--- EXTRACTED RECORDS ---

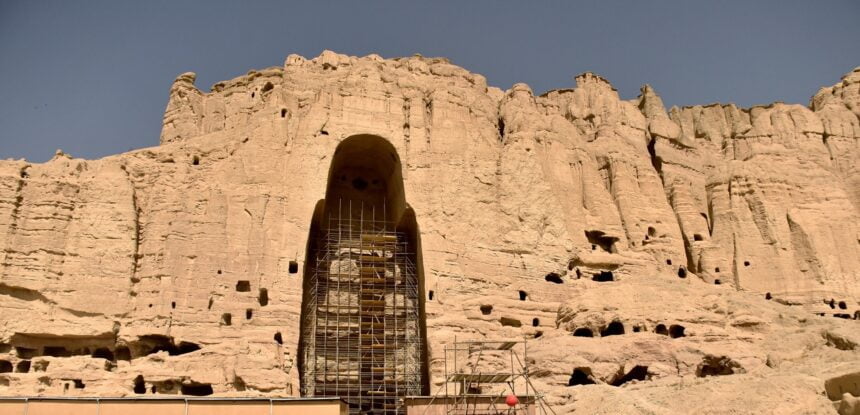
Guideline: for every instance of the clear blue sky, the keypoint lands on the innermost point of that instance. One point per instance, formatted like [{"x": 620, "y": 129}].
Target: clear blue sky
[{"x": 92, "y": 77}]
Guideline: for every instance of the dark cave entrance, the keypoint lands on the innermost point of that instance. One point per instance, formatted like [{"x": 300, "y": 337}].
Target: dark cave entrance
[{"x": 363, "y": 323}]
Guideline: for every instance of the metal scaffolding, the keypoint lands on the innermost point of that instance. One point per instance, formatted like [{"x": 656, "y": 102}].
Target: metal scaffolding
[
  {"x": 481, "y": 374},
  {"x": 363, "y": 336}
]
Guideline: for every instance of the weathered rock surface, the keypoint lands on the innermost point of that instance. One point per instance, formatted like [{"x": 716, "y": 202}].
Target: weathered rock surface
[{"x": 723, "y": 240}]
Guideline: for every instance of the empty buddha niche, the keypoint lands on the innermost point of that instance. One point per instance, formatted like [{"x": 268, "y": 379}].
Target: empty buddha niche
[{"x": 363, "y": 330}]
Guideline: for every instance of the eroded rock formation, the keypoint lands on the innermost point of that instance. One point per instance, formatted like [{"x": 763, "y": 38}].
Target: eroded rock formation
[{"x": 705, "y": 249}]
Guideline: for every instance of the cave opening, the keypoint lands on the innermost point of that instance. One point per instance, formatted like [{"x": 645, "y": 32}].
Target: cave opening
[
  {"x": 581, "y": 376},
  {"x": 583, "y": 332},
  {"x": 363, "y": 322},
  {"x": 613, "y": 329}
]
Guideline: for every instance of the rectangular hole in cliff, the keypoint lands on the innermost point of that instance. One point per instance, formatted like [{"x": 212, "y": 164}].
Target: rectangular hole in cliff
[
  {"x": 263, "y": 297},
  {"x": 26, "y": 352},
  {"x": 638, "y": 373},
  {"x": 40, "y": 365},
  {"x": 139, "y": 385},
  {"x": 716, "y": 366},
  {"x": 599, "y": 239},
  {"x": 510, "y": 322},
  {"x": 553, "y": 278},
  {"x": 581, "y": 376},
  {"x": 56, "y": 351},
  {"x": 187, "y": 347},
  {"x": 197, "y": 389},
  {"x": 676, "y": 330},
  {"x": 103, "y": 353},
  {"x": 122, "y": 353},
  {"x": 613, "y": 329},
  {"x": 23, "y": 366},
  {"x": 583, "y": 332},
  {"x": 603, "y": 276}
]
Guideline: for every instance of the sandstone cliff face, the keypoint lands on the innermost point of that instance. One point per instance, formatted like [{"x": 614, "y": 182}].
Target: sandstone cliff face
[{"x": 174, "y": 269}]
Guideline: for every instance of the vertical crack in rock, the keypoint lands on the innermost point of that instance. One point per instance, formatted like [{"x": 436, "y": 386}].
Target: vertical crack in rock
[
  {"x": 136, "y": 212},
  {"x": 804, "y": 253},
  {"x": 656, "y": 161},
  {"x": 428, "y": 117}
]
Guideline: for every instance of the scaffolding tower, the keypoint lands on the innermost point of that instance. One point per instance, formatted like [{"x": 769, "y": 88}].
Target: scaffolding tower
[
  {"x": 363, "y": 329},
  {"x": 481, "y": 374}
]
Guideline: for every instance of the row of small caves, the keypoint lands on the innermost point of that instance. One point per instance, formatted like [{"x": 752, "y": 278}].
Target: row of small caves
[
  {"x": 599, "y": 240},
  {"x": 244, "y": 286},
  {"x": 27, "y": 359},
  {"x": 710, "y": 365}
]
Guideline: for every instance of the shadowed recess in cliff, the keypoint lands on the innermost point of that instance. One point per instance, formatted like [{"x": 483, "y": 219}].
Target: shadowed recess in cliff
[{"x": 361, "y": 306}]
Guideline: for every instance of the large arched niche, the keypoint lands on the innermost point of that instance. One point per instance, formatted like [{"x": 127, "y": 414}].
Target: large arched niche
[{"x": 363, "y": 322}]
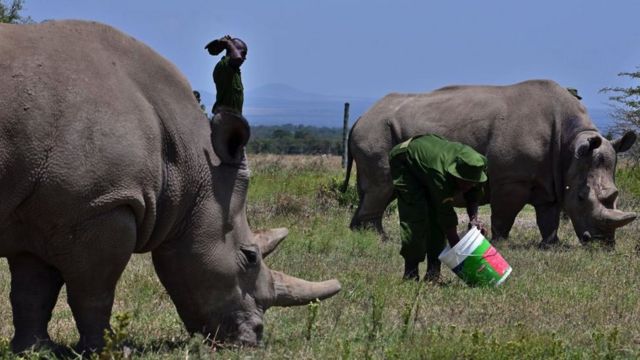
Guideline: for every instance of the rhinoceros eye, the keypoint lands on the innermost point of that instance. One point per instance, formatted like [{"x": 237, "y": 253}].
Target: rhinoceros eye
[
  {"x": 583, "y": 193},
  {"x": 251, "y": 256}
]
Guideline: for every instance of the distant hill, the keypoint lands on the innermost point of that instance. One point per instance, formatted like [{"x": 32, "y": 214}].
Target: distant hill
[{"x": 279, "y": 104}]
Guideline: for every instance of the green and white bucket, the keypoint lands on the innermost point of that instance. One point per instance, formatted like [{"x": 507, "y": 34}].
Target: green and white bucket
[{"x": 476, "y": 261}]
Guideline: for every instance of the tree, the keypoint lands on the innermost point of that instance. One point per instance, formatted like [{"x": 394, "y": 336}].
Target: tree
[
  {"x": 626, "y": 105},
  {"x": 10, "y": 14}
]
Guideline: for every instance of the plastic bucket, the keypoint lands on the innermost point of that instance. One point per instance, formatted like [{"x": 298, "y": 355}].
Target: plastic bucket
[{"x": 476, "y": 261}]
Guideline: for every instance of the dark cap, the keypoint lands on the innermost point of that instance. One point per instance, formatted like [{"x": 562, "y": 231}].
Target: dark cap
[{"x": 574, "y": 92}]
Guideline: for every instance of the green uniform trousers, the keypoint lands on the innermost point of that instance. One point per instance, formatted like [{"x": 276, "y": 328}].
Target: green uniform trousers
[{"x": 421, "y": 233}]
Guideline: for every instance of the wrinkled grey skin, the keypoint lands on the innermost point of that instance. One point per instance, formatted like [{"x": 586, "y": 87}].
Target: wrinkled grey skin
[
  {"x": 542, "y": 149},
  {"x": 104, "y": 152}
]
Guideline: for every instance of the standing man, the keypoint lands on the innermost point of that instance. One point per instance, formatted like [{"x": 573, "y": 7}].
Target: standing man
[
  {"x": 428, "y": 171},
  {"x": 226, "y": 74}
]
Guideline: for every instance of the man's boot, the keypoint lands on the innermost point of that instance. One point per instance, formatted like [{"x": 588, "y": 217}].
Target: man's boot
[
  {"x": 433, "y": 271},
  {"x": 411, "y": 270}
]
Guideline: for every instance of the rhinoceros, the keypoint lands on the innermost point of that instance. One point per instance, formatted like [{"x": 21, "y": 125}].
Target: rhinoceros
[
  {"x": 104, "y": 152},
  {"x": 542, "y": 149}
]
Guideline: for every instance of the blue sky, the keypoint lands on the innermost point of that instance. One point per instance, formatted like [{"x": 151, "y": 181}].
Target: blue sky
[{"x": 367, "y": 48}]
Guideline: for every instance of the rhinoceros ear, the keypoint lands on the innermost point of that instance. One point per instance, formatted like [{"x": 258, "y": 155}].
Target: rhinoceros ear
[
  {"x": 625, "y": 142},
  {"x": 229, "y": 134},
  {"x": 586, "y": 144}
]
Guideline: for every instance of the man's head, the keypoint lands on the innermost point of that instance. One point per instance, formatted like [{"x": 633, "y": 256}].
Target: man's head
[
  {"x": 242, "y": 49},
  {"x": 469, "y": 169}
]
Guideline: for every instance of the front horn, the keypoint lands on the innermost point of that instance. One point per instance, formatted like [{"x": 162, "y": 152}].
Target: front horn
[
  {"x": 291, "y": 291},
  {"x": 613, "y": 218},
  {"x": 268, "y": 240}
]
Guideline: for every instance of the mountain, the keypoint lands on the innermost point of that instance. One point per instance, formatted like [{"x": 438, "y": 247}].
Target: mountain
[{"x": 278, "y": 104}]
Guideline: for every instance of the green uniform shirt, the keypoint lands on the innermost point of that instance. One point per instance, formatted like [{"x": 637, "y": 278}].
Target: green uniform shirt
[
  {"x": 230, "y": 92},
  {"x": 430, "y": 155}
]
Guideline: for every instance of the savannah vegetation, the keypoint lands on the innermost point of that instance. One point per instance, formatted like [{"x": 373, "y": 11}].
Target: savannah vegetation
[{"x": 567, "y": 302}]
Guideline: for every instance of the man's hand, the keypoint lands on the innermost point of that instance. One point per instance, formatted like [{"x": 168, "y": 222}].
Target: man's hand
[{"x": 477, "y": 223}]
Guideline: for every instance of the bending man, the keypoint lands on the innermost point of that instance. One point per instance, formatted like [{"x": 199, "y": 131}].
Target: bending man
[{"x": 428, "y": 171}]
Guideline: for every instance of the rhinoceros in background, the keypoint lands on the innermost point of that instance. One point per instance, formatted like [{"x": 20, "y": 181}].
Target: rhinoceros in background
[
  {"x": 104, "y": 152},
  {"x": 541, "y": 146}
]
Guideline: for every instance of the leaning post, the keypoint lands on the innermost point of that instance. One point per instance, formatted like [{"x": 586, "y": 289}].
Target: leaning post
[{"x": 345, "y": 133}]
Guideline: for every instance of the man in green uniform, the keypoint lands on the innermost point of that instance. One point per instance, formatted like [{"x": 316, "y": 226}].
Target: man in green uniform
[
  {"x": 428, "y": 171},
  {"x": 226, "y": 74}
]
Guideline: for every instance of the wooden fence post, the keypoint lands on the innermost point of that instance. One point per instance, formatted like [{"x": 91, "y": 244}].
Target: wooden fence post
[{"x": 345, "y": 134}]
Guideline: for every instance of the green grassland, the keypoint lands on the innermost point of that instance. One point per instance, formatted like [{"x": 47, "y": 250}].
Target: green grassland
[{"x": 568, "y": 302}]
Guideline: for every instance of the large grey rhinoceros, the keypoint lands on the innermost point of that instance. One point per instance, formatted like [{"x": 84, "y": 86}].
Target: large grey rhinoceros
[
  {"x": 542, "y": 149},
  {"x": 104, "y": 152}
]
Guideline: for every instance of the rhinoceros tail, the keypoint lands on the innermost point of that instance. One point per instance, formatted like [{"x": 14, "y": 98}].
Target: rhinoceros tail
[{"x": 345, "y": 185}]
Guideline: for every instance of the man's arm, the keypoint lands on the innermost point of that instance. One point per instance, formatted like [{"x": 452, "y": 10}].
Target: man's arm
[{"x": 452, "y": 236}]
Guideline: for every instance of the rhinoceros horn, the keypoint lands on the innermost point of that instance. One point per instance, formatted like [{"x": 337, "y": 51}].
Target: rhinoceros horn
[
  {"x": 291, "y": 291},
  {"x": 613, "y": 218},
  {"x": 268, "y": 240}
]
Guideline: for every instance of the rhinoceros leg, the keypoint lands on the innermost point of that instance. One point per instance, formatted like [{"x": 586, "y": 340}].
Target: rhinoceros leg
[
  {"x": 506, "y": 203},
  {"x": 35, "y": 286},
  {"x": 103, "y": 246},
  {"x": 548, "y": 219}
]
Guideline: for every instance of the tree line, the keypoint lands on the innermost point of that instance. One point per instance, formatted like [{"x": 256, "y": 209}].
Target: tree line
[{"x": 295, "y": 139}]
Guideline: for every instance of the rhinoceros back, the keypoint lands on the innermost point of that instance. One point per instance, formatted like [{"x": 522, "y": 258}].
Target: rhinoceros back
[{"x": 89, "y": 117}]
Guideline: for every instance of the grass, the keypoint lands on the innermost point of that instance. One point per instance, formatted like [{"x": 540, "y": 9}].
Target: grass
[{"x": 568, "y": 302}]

---
--- EXTRACTED RECORDS ---

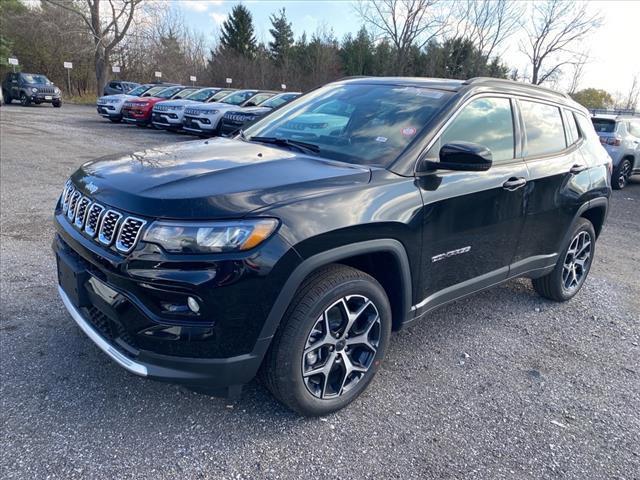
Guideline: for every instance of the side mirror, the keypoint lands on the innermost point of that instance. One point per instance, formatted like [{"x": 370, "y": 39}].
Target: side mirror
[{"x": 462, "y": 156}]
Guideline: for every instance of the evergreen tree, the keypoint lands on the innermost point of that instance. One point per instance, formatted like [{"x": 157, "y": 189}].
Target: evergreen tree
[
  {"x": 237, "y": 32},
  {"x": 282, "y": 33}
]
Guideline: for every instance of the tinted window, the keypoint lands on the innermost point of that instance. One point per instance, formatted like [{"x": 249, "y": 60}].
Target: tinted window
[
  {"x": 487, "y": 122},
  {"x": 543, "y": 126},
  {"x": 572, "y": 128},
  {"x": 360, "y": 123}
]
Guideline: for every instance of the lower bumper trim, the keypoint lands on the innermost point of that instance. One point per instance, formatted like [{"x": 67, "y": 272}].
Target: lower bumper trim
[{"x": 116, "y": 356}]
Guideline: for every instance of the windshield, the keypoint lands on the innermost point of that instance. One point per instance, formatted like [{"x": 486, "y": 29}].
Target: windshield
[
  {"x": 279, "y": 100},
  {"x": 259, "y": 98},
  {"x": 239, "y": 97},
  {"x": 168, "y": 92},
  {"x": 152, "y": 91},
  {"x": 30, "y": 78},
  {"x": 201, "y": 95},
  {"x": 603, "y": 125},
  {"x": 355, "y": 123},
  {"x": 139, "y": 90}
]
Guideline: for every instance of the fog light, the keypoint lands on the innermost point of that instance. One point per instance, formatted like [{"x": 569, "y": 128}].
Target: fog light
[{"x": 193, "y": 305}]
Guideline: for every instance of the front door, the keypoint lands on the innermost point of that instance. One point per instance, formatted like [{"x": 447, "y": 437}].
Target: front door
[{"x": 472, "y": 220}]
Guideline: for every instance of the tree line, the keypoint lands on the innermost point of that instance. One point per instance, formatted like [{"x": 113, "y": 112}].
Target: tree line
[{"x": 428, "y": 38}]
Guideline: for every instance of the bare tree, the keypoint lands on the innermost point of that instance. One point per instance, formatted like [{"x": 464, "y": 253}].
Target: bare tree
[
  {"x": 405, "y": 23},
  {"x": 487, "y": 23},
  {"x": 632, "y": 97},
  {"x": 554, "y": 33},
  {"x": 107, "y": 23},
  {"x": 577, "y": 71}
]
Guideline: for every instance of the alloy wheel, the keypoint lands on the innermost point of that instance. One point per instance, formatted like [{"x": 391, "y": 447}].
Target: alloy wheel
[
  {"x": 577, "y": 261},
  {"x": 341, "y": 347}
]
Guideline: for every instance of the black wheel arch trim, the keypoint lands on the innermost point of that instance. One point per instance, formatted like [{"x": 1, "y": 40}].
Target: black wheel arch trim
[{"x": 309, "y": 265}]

---
--- EXTRACTED RECORDS ---

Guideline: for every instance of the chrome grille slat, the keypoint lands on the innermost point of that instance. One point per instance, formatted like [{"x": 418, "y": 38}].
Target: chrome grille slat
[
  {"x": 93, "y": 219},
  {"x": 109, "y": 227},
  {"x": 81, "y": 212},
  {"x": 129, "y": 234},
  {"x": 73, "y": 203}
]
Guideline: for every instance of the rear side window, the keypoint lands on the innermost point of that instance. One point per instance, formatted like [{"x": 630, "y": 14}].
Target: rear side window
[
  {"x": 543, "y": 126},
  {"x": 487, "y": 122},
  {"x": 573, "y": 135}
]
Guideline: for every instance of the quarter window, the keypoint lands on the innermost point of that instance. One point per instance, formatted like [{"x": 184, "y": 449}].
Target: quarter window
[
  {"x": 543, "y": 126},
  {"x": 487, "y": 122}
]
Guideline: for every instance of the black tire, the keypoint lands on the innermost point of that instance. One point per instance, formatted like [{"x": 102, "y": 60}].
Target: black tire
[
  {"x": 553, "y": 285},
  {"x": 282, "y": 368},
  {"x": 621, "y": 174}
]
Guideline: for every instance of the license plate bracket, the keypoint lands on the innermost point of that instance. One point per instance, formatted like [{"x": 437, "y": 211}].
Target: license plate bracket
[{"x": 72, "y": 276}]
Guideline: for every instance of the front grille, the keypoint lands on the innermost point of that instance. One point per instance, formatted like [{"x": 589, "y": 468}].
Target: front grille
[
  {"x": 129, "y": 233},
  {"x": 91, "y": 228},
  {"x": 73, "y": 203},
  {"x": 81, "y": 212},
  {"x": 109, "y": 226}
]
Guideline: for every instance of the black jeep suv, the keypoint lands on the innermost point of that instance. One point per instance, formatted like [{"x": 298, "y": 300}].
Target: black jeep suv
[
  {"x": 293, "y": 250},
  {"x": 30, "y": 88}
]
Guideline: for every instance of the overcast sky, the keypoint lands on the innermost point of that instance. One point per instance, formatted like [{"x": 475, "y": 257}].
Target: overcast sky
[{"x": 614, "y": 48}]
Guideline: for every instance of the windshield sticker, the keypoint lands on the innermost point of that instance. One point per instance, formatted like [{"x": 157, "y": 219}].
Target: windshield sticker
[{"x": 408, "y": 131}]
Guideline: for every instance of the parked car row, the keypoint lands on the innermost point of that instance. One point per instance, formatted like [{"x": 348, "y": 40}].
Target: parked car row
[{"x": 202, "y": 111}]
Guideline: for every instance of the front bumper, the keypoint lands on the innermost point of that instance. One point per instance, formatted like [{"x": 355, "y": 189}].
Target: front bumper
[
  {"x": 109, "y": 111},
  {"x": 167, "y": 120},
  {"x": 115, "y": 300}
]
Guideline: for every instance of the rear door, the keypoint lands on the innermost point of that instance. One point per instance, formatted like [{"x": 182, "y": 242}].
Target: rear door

---

**GOAL**
Gather every line of the items above that contains the string "tinted", copying each line in full. Matching is case-sensitive.

**EXERCISE OUTPUT**
Guideline: for every instance of the tinted window, the keypoint lands on the innermost point of that instance. One point per instance, formatted like [{"x": 249, "y": 60}].
Target: tinted window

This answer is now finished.